### Work to complete:
Write out every item below again, swapping "own line" for "separate line" and keeping everything else the same. Leave the pictures out.

··· Records shown ···

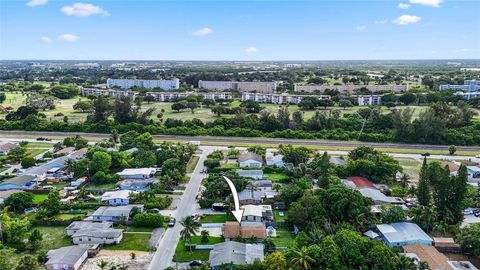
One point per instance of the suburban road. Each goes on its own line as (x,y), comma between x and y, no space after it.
(167,244)
(254,140)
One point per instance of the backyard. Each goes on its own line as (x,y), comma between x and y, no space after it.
(182,254)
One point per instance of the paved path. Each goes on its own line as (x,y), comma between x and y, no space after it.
(166,246)
(253,140)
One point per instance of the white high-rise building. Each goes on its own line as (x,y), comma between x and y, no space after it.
(149,84)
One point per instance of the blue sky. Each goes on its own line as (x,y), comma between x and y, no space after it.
(239,30)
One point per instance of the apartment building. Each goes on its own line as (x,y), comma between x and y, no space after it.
(468,85)
(108,92)
(348,89)
(169,96)
(367,100)
(149,84)
(468,95)
(282,98)
(259,87)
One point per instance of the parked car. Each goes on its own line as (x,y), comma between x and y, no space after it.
(196,263)
(171,222)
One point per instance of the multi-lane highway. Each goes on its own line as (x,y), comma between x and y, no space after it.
(254,140)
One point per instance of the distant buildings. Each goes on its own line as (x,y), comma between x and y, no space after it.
(148,84)
(171,96)
(282,98)
(348,89)
(259,87)
(367,100)
(468,85)
(108,92)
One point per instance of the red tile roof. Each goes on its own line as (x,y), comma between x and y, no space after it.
(361,182)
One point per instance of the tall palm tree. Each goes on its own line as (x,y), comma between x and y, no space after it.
(301,259)
(190,228)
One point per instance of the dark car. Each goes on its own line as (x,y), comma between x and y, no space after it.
(171,222)
(196,263)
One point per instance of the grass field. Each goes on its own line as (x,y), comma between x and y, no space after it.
(192,163)
(278,218)
(284,237)
(184,255)
(38,198)
(132,241)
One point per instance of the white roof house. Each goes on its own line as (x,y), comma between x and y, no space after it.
(137,173)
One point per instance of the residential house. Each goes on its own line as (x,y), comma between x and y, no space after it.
(137,184)
(233,229)
(232,252)
(7,193)
(274,160)
(66,258)
(22,182)
(435,259)
(250,160)
(254,174)
(6,147)
(99,236)
(115,213)
(137,173)
(87,225)
(402,234)
(118,197)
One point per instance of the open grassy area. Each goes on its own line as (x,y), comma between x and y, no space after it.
(132,241)
(53,237)
(284,237)
(217,218)
(38,198)
(276,177)
(184,255)
(278,218)
(192,163)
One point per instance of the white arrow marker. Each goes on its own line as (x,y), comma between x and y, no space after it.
(238,213)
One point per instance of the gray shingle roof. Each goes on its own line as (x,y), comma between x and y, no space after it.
(65,255)
(236,253)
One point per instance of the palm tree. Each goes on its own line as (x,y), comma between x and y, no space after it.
(301,259)
(190,228)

···

### Response:
One point per instance of the suburban road. Each goes on its separate line as (x,y), comma between x and y, no space after it.
(167,244)
(254,140)
One point per instance of the backyard. Each goes on its separate line as (x,y), comma between x and y, no space after it.
(182,254)
One point per instance of the paved path. Each goes on its separate line as (x,y), comma between x and y, no space after it.
(166,246)
(253,140)
One point per instance of the white high-rise building. Each goes on its separate line as (x,y), comma between x and y, no space after it.
(149,84)
One point per instance of the blue sky. Each goes on its separate line as (x,y), comma between x and y, no space after it.
(239,30)
One point per instance of the apartment building. Each goes on its separate line as (x,y), comma between x and y, no space after it.
(468,85)
(108,92)
(348,89)
(169,96)
(367,100)
(149,84)
(468,95)
(282,98)
(259,87)
One point per instance of the parked car. Each goes on its separate line as (x,y), comma between x and y, no space after it.
(196,263)
(171,222)
One point per instance of the multi-lane highway. Each goes on its separate line as (x,y), comma between x and y, no space after it.
(254,140)
One point per instance of the distant buildings. Each goes on its separate line as (x,y), comma between x and y, no space after it.
(148,84)
(171,96)
(282,98)
(348,89)
(259,87)
(367,100)
(468,85)
(108,92)
One point per instance of the red tile roof. Each goes on its separate line as (x,y), comma between x and y, no space after it.
(361,182)
One point per instance of the tall palm tree. Each goes on its separate line as (x,y), comma between x and y, no space after it.
(301,259)
(190,228)
One point per instance of the dark car. Each goes on its separate line as (x,y), comma between x and y, no space after it.
(171,222)
(196,263)
One point per instance of the grass field. Each goes on its separate line as (x,y), comma between x and y, no space after it.
(192,163)
(278,218)
(284,237)
(184,255)
(38,198)
(132,241)
One point per instance of the white roof house. Each goes on its separate line as (x,y), comma between x and y, no space after it.
(137,173)
One point per instance of the residential house. Each goes on its separate line as (x,y), comma between x and y, no space after it.
(137,184)
(233,229)
(232,252)
(7,193)
(274,160)
(66,258)
(22,182)
(435,259)
(250,160)
(254,174)
(6,147)
(99,236)
(115,213)
(137,173)
(87,225)
(402,234)
(118,197)
One point per instance of the open grassy area. Each goes on its separate line as (x,y), comma between x and y, no space after it.
(132,241)
(53,237)
(284,237)
(217,218)
(38,198)
(276,177)
(184,255)
(278,218)
(192,163)
One point per instance of the white arrow marker. Each goes on its separate line as (x,y), comma between x and y, no space after it.
(238,213)
One point per instance of the gray shingle roof. Each goes on its separate line as (x,y), comma between x and y, no space after it.
(65,255)
(236,253)
One point per instance of the palm tree. Each goes on its separate line as (x,y), comma between x and y, no space after it.
(301,259)
(190,228)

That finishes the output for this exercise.